Entries taken from a collection>
════
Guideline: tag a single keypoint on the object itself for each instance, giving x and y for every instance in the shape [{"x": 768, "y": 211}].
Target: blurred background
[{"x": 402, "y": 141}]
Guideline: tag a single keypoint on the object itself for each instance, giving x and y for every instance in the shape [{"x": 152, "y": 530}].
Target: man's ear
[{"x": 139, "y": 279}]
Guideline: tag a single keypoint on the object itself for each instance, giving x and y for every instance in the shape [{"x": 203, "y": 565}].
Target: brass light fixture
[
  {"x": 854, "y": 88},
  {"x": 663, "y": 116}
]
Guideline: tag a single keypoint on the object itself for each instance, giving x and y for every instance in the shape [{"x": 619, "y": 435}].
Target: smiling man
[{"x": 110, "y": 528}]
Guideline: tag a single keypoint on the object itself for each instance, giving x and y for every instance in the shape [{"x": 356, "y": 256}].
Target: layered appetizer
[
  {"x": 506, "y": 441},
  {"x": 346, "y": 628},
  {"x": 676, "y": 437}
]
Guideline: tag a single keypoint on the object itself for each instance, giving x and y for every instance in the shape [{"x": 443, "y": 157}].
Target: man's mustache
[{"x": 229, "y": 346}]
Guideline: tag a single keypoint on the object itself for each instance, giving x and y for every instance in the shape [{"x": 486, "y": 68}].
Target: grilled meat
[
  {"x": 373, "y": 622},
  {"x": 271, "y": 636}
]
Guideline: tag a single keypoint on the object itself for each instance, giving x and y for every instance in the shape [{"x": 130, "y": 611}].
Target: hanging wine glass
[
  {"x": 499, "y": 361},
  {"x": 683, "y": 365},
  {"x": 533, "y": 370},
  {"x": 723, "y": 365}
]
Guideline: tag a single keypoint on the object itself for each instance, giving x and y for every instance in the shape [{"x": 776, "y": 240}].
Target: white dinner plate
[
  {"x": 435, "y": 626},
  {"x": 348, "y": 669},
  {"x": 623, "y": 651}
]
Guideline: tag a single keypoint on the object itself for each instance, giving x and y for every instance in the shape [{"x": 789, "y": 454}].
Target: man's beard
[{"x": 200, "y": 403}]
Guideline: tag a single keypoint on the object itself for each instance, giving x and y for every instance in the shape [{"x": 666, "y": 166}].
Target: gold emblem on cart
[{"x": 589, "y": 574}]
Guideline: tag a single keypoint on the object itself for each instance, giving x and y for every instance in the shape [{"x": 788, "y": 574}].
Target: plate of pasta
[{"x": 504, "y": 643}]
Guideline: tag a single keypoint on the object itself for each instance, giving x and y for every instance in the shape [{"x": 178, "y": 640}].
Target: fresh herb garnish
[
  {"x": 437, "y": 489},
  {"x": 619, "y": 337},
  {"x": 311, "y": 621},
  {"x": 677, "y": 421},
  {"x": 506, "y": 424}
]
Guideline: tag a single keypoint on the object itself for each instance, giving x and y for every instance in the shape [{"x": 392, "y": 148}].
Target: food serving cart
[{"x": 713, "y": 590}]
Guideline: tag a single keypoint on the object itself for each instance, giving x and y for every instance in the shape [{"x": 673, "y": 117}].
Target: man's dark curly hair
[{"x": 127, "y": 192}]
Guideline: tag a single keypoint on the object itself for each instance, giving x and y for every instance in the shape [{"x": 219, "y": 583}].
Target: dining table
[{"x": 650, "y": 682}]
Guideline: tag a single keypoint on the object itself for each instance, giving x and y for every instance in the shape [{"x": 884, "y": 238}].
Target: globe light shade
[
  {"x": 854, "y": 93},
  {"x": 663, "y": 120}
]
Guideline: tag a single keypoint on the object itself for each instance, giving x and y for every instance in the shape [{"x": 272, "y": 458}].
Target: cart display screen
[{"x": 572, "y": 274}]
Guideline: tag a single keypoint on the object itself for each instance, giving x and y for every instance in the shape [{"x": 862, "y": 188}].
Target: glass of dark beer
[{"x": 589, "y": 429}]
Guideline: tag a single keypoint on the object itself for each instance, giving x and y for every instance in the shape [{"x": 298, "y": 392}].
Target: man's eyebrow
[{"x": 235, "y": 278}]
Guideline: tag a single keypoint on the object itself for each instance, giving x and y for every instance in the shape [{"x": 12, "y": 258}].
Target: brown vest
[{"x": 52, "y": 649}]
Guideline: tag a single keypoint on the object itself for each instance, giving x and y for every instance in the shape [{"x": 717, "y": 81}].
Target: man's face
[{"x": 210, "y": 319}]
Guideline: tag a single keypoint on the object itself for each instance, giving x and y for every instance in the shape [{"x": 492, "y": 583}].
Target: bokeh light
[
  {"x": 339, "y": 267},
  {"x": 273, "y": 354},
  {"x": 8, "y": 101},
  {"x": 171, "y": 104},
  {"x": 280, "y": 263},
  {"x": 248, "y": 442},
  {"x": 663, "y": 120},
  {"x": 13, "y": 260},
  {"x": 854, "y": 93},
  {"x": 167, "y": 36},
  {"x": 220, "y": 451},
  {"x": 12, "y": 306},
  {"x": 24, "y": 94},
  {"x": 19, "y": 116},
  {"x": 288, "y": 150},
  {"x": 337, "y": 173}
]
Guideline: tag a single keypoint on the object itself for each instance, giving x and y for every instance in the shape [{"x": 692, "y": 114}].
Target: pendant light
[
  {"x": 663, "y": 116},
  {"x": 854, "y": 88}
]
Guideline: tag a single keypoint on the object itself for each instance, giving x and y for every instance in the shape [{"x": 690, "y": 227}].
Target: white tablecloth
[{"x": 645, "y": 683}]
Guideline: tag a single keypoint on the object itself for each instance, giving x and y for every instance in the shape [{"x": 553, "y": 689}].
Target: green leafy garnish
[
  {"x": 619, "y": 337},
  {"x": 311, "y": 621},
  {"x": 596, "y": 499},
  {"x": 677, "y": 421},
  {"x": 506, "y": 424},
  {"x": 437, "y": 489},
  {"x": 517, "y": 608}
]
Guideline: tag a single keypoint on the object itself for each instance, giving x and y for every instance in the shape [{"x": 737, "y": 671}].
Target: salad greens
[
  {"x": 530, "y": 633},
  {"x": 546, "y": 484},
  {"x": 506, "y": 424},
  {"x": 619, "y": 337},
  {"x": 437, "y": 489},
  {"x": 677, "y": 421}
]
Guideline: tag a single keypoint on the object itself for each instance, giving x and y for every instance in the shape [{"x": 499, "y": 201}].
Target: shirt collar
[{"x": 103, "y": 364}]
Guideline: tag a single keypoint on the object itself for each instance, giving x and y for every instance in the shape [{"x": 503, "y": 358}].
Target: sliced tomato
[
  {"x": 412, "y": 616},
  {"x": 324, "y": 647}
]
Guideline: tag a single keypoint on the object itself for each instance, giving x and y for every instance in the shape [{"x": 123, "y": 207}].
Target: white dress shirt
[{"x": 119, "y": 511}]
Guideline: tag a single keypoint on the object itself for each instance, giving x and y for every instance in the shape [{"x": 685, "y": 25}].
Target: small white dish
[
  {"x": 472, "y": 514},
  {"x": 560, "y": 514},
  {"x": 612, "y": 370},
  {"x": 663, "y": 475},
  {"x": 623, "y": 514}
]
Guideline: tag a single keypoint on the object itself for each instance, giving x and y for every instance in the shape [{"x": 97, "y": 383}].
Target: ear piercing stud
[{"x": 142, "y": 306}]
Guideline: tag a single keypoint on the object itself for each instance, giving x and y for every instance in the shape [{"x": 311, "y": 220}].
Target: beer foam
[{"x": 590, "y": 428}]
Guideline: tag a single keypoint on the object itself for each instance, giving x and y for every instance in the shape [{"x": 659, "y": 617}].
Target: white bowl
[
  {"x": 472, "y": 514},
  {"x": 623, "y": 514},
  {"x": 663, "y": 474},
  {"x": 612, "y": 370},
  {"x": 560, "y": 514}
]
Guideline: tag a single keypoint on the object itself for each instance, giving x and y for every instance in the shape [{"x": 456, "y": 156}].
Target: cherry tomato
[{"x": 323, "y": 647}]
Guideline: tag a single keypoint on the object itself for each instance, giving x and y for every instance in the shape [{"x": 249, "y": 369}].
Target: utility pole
════
What you will do>
All lines from the one that contains "Target: ear piercing stud" to the end of the records above are to be copied exactly; leave out the rest.

Response>
Target: ear piercing stud
[{"x": 142, "y": 306}]
Guideline: tag a single keypoint on the object itself for each instance, giving x and y for every instance in the shape [{"x": 311, "y": 220}].
Target: beer foam
[{"x": 590, "y": 428}]
Guideline: tag a single keypoint on the object itself for each instance, giving x and y for every instance in the shape [{"x": 659, "y": 617}].
Target: white bowl
[
  {"x": 472, "y": 514},
  {"x": 623, "y": 514},
  {"x": 663, "y": 474},
  {"x": 612, "y": 370},
  {"x": 560, "y": 514}
]
Guideline: tag a single keypoint on the object itself for each instance, giving x and y for every instance in the shape [{"x": 456, "y": 156}].
Target: cherry tomato
[{"x": 323, "y": 647}]
Guideline: tag a single keypoint on the object itself for each instance, giving x and y for every instance in the shape [{"x": 249, "y": 369}].
Target: utility pole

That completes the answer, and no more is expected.